Entries taken from a collection
##########

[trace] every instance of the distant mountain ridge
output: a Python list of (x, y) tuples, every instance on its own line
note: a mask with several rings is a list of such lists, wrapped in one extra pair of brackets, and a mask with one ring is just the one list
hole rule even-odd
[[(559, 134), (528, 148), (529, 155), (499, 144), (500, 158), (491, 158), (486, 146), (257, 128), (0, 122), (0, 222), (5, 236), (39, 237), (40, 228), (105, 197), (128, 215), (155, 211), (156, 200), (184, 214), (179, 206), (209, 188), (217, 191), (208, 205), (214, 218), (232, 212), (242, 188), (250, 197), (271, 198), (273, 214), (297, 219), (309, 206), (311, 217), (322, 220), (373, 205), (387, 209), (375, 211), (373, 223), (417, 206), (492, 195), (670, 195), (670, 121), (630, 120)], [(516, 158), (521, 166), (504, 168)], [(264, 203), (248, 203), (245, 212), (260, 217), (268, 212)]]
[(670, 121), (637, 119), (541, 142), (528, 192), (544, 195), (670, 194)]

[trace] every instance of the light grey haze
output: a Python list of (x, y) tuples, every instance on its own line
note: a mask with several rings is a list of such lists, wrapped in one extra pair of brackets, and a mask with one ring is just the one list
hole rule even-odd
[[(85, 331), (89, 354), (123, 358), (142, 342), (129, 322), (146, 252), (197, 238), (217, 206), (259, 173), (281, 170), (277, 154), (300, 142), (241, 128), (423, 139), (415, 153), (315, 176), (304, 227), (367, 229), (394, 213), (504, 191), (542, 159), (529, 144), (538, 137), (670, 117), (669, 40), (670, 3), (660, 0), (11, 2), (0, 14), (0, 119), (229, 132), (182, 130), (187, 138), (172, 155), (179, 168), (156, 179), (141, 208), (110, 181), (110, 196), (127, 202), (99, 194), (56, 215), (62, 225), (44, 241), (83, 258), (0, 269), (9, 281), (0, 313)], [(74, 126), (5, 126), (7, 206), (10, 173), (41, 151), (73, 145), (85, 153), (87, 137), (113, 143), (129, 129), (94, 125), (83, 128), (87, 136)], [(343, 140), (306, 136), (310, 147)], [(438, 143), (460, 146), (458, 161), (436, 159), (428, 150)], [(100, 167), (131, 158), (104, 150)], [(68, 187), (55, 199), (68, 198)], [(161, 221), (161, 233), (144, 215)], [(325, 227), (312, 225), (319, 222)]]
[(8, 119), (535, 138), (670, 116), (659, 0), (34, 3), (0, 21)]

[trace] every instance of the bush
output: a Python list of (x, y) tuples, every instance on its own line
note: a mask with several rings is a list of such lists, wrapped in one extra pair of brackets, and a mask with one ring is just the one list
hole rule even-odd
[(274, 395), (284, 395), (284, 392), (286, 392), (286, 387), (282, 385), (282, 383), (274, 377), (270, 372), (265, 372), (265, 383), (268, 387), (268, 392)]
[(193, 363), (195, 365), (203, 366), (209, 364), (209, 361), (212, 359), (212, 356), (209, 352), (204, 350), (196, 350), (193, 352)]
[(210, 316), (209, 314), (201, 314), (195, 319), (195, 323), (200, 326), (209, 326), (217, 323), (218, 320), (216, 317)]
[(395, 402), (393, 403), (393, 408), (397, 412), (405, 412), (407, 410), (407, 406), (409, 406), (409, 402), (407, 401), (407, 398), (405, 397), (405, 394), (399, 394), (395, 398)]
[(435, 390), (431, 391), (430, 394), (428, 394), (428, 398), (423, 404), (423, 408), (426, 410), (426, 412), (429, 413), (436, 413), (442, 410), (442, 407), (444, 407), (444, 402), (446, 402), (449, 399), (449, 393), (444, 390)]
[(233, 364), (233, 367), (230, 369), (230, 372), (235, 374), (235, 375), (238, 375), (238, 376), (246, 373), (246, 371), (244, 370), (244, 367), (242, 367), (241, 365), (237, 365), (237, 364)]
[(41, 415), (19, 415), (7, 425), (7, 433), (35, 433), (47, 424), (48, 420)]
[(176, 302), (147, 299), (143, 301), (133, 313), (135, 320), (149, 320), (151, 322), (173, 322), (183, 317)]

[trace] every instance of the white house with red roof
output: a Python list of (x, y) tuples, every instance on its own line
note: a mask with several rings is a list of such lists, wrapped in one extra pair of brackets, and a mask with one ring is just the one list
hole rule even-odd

##########

### [TASK GOAL]
Exact copies of all entries are what's needed here.

### [EXERCISE SOLUTION]
[trace] every instance of the distant mountain ridge
output: a Python list of (x, y) tuples, every instance on its own line
note: a mask with several rings is a list of such lists, wrapped in one extra pair of brackets, and a mask with one ring is just the one list
hole rule even-odd
[[(559, 134), (528, 148), (529, 155), (499, 144), (500, 158), (491, 158), (486, 146), (257, 128), (0, 122), (0, 222), (5, 236), (39, 237), (40, 228), (105, 197), (128, 215), (155, 211), (156, 200), (184, 214), (179, 206), (209, 188), (217, 191), (208, 205), (214, 218), (232, 212), (242, 188), (250, 197), (271, 198), (273, 214), (297, 219), (309, 206), (311, 217), (322, 220), (373, 205), (387, 209), (375, 211), (373, 223), (417, 206), (492, 195), (670, 195), (670, 121), (630, 120)], [(516, 158), (521, 166), (504, 168)], [(264, 203), (248, 203), (245, 212), (260, 217), (268, 212)]]
[(670, 121), (637, 119), (541, 142), (528, 192), (544, 195), (670, 194)]

[trace] every instance of the light grey haze
output: a Python list of (x, y) tuples, every instance on its own line
note: a mask with several rings is a list of such lists, wrapped in one extra pair of brackets, and a mask with one ring is just the one list
hole rule even-odd
[[(85, 331), (89, 354), (123, 358), (142, 342), (129, 322), (146, 252), (197, 238), (217, 206), (259, 173), (281, 170), (277, 154), (300, 142), (241, 128), (423, 139), (415, 153), (315, 176), (304, 227), (367, 229), (394, 213), (504, 191), (542, 159), (529, 144), (538, 137), (670, 117), (669, 40), (670, 3), (660, 0), (11, 2), (0, 14), (0, 119), (229, 132), (182, 130), (187, 138), (172, 155), (179, 168), (156, 179), (141, 208), (110, 181), (110, 196), (127, 202), (99, 194), (56, 215), (62, 225), (44, 241), (83, 258), (0, 269), (9, 281), (0, 313)], [(74, 126), (5, 126), (7, 206), (10, 173), (41, 151), (73, 145), (85, 153), (87, 137), (113, 143), (129, 129), (94, 125), (83, 128), (87, 136)], [(343, 140), (306, 136), (310, 147)], [(438, 143), (460, 146), (458, 161), (436, 159), (428, 150)], [(100, 167), (131, 158), (104, 150)], [(68, 187), (55, 199), (68, 198)], [(161, 221), (161, 233), (144, 215)], [(325, 227), (312, 225), (319, 222)]]
[(8, 119), (535, 138), (670, 116), (659, 0), (34, 3), (0, 21)]

[trace] every instance of the bush
output: a Python list of (x, y) tuples, every instance on its own line
note: a mask with several rings is a list of such lists, wrapped in one extra pair of brackets, and a mask with one ring is just the one list
hole rule even-odd
[(274, 395), (284, 395), (284, 392), (286, 392), (286, 387), (282, 385), (282, 383), (274, 377), (270, 372), (265, 372), (265, 383), (268, 387), (268, 392)]
[(193, 363), (195, 365), (203, 366), (209, 364), (209, 361), (212, 359), (212, 356), (209, 352), (204, 350), (196, 350), (193, 352)]
[(210, 316), (209, 314), (201, 314), (195, 319), (195, 323), (200, 326), (209, 326), (217, 323), (218, 320), (216, 317)]
[(395, 402), (393, 403), (393, 408), (397, 412), (405, 412), (407, 410), (407, 406), (409, 406), (409, 402), (407, 401), (407, 398), (405, 397), (405, 394), (399, 394), (395, 398)]
[(435, 390), (431, 391), (430, 394), (428, 394), (428, 398), (423, 404), (423, 408), (426, 410), (426, 412), (429, 413), (436, 413), (442, 410), (442, 407), (444, 407), (444, 402), (446, 402), (449, 399), (449, 393), (444, 390)]
[(233, 364), (233, 367), (230, 369), (230, 372), (235, 374), (235, 375), (238, 375), (238, 376), (246, 373), (246, 371), (244, 370), (244, 367), (242, 367), (241, 365), (237, 365), (237, 364)]
[(41, 415), (19, 415), (7, 425), (7, 433), (35, 433), (47, 424), (48, 420)]
[(176, 302), (147, 299), (143, 301), (133, 313), (135, 320), (149, 320), (151, 322), (173, 322), (183, 317)]

[trace] every instance of the white house with red roof
output: a Python list of (x, y) tuples, every instance on its own line
note: a mask with several rings is a list of such lists, wrapped in one extra pair of brackets, and a mask with one ring is just the one list
hole rule even-odd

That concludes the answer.